**Work order**
Starting with the line that contains "Spot every instance of the cluster" and stopping after the line that contains "Target: young leaf", copy the entries below exactly. Include nothing else.

**Data for the task**

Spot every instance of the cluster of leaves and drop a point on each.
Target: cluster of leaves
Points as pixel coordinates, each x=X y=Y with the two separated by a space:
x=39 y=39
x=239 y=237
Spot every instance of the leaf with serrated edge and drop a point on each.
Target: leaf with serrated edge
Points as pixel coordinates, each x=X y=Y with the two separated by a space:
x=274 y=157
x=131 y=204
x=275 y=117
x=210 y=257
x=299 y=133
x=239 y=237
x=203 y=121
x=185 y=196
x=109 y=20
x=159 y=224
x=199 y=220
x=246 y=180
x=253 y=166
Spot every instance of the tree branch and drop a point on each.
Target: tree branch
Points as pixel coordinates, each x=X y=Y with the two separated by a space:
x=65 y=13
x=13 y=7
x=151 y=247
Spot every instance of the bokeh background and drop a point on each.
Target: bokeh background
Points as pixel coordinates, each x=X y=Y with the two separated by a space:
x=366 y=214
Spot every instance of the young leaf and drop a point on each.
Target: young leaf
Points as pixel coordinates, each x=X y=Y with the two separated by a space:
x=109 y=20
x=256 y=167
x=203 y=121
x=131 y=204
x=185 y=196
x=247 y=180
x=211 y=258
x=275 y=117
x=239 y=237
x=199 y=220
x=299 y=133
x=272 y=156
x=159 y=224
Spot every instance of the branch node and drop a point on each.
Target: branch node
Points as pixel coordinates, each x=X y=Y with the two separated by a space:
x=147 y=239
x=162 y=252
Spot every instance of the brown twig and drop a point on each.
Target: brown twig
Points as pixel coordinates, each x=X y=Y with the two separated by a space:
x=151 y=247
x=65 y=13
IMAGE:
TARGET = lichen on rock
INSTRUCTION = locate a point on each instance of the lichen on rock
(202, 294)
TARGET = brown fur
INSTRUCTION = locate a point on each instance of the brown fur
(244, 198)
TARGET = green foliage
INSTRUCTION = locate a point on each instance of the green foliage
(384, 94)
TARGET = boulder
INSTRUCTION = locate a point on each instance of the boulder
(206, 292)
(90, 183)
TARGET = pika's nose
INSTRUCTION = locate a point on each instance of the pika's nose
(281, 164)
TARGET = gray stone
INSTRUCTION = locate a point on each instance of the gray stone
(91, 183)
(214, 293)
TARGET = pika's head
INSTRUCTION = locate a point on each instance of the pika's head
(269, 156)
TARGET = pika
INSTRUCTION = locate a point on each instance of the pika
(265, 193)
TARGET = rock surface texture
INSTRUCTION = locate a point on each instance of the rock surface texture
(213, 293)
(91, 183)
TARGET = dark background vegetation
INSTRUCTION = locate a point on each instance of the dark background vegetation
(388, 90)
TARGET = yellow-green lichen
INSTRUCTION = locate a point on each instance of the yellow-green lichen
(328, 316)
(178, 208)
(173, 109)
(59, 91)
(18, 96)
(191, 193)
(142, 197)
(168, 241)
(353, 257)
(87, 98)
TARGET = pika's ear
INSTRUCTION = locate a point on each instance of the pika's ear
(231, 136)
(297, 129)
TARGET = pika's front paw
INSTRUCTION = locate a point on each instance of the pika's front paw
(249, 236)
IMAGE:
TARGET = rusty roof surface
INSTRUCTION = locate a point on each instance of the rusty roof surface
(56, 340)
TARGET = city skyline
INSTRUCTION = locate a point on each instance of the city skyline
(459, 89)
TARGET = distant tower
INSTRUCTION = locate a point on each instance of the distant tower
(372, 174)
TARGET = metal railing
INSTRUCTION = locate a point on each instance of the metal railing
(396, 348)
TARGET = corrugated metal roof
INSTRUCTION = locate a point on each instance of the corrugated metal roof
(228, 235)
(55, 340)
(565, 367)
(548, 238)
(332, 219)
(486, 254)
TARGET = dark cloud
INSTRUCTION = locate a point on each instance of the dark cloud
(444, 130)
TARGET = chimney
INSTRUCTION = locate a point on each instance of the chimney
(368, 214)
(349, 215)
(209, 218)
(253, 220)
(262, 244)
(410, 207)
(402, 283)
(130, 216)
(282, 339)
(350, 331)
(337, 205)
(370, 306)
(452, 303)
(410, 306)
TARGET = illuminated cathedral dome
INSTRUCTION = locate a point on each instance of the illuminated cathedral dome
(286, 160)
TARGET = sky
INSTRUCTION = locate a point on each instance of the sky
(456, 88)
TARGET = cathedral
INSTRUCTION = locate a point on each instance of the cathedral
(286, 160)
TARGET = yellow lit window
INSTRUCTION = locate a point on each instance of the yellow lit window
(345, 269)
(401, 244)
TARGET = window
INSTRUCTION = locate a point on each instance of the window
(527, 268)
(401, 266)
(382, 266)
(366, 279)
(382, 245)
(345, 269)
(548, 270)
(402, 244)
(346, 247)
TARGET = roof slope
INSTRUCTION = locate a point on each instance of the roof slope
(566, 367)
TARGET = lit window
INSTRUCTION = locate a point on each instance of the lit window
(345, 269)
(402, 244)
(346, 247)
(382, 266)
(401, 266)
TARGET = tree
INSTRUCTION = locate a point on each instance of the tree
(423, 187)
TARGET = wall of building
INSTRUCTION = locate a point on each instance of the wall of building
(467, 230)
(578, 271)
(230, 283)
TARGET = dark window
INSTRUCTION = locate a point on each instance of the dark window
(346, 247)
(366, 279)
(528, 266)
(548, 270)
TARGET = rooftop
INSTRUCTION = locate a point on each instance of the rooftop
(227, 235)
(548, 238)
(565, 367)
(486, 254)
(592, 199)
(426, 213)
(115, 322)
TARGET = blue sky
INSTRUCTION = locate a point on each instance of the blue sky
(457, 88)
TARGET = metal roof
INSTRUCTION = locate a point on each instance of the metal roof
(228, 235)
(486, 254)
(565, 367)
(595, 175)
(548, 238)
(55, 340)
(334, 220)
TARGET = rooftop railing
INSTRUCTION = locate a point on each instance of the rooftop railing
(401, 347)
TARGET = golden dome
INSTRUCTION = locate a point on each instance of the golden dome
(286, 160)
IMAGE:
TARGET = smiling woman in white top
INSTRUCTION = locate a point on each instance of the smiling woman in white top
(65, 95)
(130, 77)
...
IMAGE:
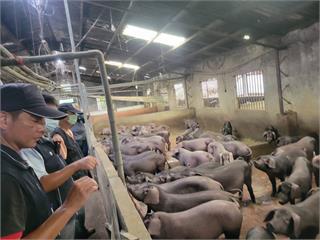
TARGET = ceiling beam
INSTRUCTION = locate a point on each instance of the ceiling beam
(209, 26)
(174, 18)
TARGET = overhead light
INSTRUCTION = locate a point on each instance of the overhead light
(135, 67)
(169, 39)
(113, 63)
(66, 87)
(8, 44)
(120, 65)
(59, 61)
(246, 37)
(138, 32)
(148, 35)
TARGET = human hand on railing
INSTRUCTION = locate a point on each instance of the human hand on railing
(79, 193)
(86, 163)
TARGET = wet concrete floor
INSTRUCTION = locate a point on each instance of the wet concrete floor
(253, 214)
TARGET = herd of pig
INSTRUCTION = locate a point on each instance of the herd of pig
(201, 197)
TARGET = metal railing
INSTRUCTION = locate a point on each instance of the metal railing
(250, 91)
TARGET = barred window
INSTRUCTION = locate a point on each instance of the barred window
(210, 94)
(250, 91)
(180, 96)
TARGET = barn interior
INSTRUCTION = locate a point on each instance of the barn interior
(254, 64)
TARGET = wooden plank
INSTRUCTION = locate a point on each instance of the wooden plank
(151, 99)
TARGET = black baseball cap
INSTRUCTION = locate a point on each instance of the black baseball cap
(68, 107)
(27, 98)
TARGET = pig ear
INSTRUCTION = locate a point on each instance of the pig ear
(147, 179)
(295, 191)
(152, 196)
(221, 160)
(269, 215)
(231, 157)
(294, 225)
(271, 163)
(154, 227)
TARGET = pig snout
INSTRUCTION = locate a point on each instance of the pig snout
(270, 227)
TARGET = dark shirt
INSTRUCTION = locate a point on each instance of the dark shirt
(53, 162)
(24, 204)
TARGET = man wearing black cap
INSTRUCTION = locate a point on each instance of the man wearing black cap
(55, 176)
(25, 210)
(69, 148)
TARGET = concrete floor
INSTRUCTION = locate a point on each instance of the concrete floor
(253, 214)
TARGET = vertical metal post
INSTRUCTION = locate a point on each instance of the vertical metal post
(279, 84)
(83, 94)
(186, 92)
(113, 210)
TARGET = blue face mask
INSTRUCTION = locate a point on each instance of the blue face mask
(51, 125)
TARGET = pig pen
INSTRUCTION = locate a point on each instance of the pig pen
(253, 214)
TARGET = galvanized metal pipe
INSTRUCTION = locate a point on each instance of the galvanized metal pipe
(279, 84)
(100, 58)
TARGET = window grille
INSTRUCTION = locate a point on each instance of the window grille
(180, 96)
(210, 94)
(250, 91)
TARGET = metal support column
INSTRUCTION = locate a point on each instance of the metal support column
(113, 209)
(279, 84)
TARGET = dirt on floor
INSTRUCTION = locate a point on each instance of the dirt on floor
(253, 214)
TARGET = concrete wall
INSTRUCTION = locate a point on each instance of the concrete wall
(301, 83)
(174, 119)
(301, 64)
---
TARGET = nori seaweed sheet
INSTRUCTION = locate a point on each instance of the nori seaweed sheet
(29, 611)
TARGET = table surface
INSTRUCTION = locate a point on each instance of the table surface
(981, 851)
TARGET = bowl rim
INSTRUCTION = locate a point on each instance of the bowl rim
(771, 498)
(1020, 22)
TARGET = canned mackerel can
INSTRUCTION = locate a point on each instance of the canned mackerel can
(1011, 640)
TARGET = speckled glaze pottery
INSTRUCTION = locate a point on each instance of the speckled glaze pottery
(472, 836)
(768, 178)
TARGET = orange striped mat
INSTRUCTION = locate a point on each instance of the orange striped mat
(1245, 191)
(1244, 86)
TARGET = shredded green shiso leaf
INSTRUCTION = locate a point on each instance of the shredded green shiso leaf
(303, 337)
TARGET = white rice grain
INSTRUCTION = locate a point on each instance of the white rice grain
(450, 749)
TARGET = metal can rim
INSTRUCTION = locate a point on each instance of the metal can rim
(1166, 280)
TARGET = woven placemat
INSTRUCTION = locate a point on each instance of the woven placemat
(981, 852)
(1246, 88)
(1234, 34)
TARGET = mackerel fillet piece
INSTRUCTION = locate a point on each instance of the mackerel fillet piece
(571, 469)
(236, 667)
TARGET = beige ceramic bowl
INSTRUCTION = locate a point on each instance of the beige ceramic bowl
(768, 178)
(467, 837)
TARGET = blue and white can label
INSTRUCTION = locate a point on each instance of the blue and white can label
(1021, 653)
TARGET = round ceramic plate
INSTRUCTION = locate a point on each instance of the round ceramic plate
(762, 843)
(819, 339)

**Response**
Spot every instance of the cluster of leaves and drop a point on each.
Target: cluster of leaves
Points as pixel coordinates, each x=X y=Y with the two separated by a space:
x=39 y=39
x=239 y=237
Spot every instance of the leaf with serrated edge and drop a point on each.
Target: leaf with serrated edge
Points as pixel coordinates, each x=X y=Y with the two separated by a space:
x=274 y=157
x=131 y=204
x=275 y=117
x=210 y=257
x=299 y=133
x=239 y=237
x=203 y=121
x=185 y=196
x=109 y=20
x=159 y=224
x=199 y=220
x=246 y=180
x=253 y=166
Spot every instance of the tree branch and drop a point on each.
Target: tree branch
Points as pixel coordinates, each x=X y=Y with the two separated by a space:
x=65 y=13
x=13 y=7
x=151 y=247
Spot every instance of the bokeh background and drop a point on each.
Target: bokeh background
Points as pixel coordinates, each x=X y=Y with the two separated by a space:
x=366 y=214
Spot every instance of the young leaf and drop a point on each.
Target: young leaf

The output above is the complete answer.